## TEXT PASSAGE
____
[9.4/10] At times, Gilmore Girls has to remind you that it’s a CW show. That’s what Mrs. Bloom (a Gilmore Girls veteran) warned me when we pressed play on “Rory’s Dance.” Rest assured, the episode has one stretch in particular of truly lame and overwrought teen melodrama during the titular soiree. Paris has her latest cliché fit of jealousy and frustration with Rory, her disposable minions are suitably impressed with Rory’s date, and Dean and Tristan have a confrontation that’s so rote, Dean actually calls his foe “Dristan,” a nickname that conjures memories of Stan’s antagonist referring to him as “Darsh” in the classic “Asspen” episode of South Park.
But aside from that easily ignored Dawson’s Creek-aping pablum, “Rory’s Dance” is one of the peaks of the show so far. Even the material with Rory and Dean is fairly endearing when they’re not at the actual dance. Rory’s nervousness about raising the “boyfriend” question with her beau (sorry, “gentleman caller”) and reasons for being concerned about even going to the Chilton Formal are relatable and have their share of humor, like the best Rory subplots of the show’s early going.
Still, the real highlights of the episode come from the interactions between Emily and Lorelai and to (slightly) lesser extent, the interactions between Lorelai and Rory. Each of these interactions has a start and a nice counterpoint, that drives home the complexity of the relationship between these three women.
That starts in the episode’s opening, when Emily insists that Rory go to the dance over her granddaughter’s objections, and Lorelai stands up for Rory in the debate. Lorelai defends Rory’s right to make her own decisions and tries to stymie Emily’s attempts to pressure her. And yet, when Lorelai and Rory are in the car together, Lorelai applies her own (gentler) form of pressure, trying to vindicate Rory’s wishes but making sure they’re coming from a place of preference and not one of fear. The two moments work extremely well together, showing how Lorelai is apt to stand up to her mother, particularly to defend her daughter, but absorbs at least some of what Emily is saying and turns around to impart her own version of it Rory.
____
## SUPPLIED ENTRIES
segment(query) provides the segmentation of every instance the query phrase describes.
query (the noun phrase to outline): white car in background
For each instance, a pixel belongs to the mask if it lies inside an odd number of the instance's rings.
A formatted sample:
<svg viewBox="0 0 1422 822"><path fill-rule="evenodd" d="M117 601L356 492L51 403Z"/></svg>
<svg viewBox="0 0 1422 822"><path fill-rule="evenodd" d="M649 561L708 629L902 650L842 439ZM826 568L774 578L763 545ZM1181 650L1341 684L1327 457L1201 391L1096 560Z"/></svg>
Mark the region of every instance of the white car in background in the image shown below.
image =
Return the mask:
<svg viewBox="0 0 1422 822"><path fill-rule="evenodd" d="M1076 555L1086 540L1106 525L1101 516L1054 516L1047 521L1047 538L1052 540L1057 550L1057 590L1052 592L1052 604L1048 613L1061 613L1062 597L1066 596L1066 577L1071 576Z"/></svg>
____
## WRITTEN REQUEST 1
Copy the part of the Gilmore Girls review from "That starts in" to "of it Rory." word for word.
## WRITTEN REQUEST 2
Answer these questions using the Gilmore Girls review:
(a) What nickname does Dean call Tristan during their confrontation?
(b) According to the review, the real highlights of the episode come mainly from the interactions between which two characters?
(c) In the car, Lorelai makes sure Rory's wishes come from a place of what, rather than fear?
## WRITTEN REQUEST 3
Translate this sentence from the Gilmore Girls review into Spanish: "Even the material with Rory and Dean is fairly endearing when they're not at the actual dance."

## COMPLETE OUTPUT 1
That starts in the episode’s opening, when Emily insists that Rory go to the dance over her granddaughter’s objections, and Lorelai stands up for Rory in the debate. Lorelai defends Rory’s right to make her own decisions and tries to stymie Emily’s attempts to pressure her. And yet, when Lorelai and Rory are in the car together, Lorelai applies her own (gentler) form of pressure, trying to vindicate Rory’s wishes but making sure they’re coming from a place of preference and not one of fear. The two moments work extremely well together, showing how Lorelai is apt to stand up to her mother, particularly to defend her daughter, but absorbs at least some of what Emily is saying and turns around to impart her own version of it Rory.

## COMPLETE OUTPUT 2
(a) "Dristan"
(b) Emily and Lorelai
(c) Preference

## COMPLETE OUTPUT 3
Incluso el material con Rory y Dean resulta bastante entrañable cuando no están en el baile propiamente dicho.